EXERCISE DESCRIPTION:
Please reproduce the following records exactly as they appear.

##### MATERIALS PROVIDED

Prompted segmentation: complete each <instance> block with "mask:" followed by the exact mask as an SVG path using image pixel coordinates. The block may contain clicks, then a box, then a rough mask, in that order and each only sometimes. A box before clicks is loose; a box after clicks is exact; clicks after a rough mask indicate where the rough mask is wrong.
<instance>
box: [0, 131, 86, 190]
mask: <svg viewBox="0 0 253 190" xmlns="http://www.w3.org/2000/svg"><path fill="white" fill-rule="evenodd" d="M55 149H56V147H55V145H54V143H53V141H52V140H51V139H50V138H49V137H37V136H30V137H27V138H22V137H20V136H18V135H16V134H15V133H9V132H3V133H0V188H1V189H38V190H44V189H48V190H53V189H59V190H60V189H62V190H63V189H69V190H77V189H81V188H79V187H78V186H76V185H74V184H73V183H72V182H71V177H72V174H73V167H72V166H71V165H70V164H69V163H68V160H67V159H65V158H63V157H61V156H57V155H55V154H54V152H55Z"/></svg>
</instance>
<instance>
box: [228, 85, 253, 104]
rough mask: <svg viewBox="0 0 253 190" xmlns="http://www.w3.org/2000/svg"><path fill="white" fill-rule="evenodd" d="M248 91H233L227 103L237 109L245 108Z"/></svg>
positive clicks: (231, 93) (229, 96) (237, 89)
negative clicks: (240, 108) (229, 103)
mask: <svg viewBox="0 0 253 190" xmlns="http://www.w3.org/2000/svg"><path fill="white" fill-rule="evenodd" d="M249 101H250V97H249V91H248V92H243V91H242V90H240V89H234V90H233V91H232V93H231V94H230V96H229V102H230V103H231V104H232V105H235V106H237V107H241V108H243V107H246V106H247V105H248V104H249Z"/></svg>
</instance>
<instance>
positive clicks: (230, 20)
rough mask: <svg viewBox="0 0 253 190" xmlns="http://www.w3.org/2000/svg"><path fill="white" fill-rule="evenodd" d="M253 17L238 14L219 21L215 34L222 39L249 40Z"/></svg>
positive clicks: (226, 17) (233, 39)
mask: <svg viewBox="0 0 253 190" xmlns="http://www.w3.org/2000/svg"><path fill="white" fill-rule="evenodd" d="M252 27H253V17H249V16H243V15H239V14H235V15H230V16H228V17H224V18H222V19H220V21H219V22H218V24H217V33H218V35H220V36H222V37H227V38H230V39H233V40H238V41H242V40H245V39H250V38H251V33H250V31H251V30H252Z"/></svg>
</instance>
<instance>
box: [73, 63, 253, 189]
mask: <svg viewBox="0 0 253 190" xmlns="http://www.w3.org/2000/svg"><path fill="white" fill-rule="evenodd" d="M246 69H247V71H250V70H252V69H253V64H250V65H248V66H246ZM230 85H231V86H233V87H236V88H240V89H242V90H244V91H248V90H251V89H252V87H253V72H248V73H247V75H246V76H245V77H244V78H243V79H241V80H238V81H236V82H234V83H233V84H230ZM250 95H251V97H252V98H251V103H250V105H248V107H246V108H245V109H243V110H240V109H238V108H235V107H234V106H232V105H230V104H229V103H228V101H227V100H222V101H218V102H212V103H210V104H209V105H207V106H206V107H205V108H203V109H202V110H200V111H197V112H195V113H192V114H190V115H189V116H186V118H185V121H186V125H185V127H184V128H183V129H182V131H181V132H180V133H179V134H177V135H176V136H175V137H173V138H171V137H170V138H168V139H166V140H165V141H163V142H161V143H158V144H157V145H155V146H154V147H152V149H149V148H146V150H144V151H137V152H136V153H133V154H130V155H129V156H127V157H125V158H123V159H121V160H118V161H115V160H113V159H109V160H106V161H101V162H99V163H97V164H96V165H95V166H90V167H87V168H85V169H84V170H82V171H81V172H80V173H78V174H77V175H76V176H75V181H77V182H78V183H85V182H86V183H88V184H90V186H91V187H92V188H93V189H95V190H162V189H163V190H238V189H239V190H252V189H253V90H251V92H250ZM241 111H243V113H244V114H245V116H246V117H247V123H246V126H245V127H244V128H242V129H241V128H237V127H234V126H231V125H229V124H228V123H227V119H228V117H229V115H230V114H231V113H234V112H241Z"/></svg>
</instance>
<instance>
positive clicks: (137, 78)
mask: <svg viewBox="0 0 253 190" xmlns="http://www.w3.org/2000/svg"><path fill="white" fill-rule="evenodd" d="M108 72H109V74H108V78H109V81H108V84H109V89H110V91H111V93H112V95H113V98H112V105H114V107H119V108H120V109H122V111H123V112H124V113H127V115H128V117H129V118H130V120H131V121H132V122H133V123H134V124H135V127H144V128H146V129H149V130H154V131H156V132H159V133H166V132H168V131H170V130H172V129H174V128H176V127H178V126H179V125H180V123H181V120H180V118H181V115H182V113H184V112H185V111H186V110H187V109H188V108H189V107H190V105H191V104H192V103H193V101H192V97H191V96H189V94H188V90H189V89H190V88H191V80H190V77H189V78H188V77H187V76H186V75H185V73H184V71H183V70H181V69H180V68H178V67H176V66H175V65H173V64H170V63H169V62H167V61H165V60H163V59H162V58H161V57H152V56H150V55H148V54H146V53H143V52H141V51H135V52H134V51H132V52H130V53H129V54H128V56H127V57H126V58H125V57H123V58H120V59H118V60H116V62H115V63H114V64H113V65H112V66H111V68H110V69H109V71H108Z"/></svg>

##########

YOUR SOLUTION:
Prompted segmentation: complete each <instance> block with "mask:" followed by the exact mask as an SVG path using image pixel coordinates. The block may contain clicks, then a box, then a rough mask, in that order and each only sometimes. A box before clicks is loose; a box after clicks is exact; clicks after a rough mask indicate where the rough mask is wrong.
<instance>
box: [0, 131, 86, 190]
mask: <svg viewBox="0 0 253 190" xmlns="http://www.w3.org/2000/svg"><path fill="white" fill-rule="evenodd" d="M55 149H56V147H55V145H54V143H53V141H52V140H51V139H50V138H49V137H37V136H30V137H27V138H22V137H20V136H18V135H16V134H15V133H9V132H3V133H0V188H1V189H38V190H44V189H48V190H53V189H59V190H60V189H62V190H63V189H69V190H77V189H81V188H79V187H78V186H76V185H74V184H73V183H72V182H71V177H72V174H73V167H72V166H71V165H70V164H69V163H68V160H67V159H65V158H63V157H61V156H57V155H55V154H54V152H55Z"/></svg>
</instance>
<instance>
box: [228, 85, 253, 104]
rough mask: <svg viewBox="0 0 253 190" xmlns="http://www.w3.org/2000/svg"><path fill="white" fill-rule="evenodd" d="M248 91H233L227 103L237 109L245 108Z"/></svg>
positive clicks: (231, 93) (229, 96) (237, 89)
negative clicks: (240, 108) (229, 103)
mask: <svg viewBox="0 0 253 190" xmlns="http://www.w3.org/2000/svg"><path fill="white" fill-rule="evenodd" d="M249 101H250V97H249V91H248V92H243V91H242V90H240V89H234V90H233V91H232V93H231V94H230V96H229V102H230V103H231V104H232V105H235V106H237V107H241V108H243V107H246V106H247V105H248V104H249Z"/></svg>
</instance>
<instance>
positive clicks: (230, 20)
rough mask: <svg viewBox="0 0 253 190" xmlns="http://www.w3.org/2000/svg"><path fill="white" fill-rule="evenodd" d="M253 17L238 14L219 21L215 34L222 39L249 40Z"/></svg>
positive clicks: (226, 17) (233, 39)
mask: <svg viewBox="0 0 253 190" xmlns="http://www.w3.org/2000/svg"><path fill="white" fill-rule="evenodd" d="M252 27H253V17H249V16H243V15H239V14H235V15H230V16H228V17H224V18H222V19H220V21H219V22H218V24H217V33H218V35H220V36H222V37H227V38H230V39H233V40H238V41H242V40H245V39H250V38H251V33H250V31H251V30H252Z"/></svg>
</instance>
<instance>
box: [73, 63, 253, 189]
mask: <svg viewBox="0 0 253 190" xmlns="http://www.w3.org/2000/svg"><path fill="white" fill-rule="evenodd" d="M246 69H247V71H250V70H252V69H253V64H250V65H248V66H246ZM230 85H231V86H233V87H236V88H240V89H242V90H244V91H248V90H251V89H252V87H253V72H248V73H247V75H246V76H245V77H244V78H243V79H241V80H238V81H236V82H234V83H233V84H230ZM250 95H251V97H252V98H251V103H250V105H248V107H246V108H245V109H243V110H240V109H238V108H235V107H234V106H232V105H230V104H229V103H228V101H227V100H222V101H218V102H212V103H210V104H209V105H207V106H206V107H205V108H203V109H202V110H200V111H197V112H195V113H192V114H190V115H189V116H186V118H185V121H186V125H185V127H184V128H183V129H182V131H181V132H180V133H179V134H177V135H176V136H175V137H173V138H171V137H170V138H168V139H166V140H165V141H163V142H161V143H158V144H157V145H155V146H154V147H152V149H149V148H146V150H144V151H137V152H136V153H133V154H130V155H129V156H127V157H125V158H123V159H121V160H118V161H115V160H113V159H109V160H106V161H101V162H99V163H97V164H96V165H95V166H90V167H87V168H85V169H84V170H82V171H81V172H80V173H78V174H77V175H76V176H75V181H77V182H78V183H85V182H86V183H88V184H90V186H91V187H92V188H93V189H95V190H162V189H163V190H238V189H239V190H252V189H253V90H251V92H250ZM241 111H243V113H244V114H245V116H246V117H247V123H246V126H245V127H244V128H242V129H241V128H237V127H234V126H231V125H229V124H228V123H227V119H228V117H229V115H230V114H231V113H234V112H241Z"/></svg>
</instance>
<instance>
positive clicks: (137, 78)
mask: <svg viewBox="0 0 253 190" xmlns="http://www.w3.org/2000/svg"><path fill="white" fill-rule="evenodd" d="M108 72H109V74H108V78H109V81H108V84H109V89H110V91H111V93H112V95H113V98H112V105H114V107H119V108H120V109H122V111H123V112H124V113H127V115H128V117H129V118H130V120H131V121H132V122H133V123H134V124H135V127H144V128H146V129H149V130H154V131H156V132H159V133H166V132H168V131H170V130H172V129H174V128H176V127H178V126H179V125H180V123H181V120H180V118H181V115H182V113H184V112H185V111H186V110H187V109H188V108H189V107H190V105H191V104H192V103H193V101H192V97H191V96H189V94H188V90H189V89H190V88H191V80H190V77H189V78H188V77H187V76H186V75H185V73H184V71H183V70H181V69H180V68H178V67H176V66H175V65H173V64H170V63H169V62H167V61H165V60H163V59H162V58H161V57H152V56H150V55H148V54H146V53H143V52H141V51H135V52H134V51H132V52H130V53H129V54H128V56H127V57H126V58H125V57H123V58H120V59H118V60H116V62H115V63H114V64H113V65H112V66H111V68H110V69H109V71H108Z"/></svg>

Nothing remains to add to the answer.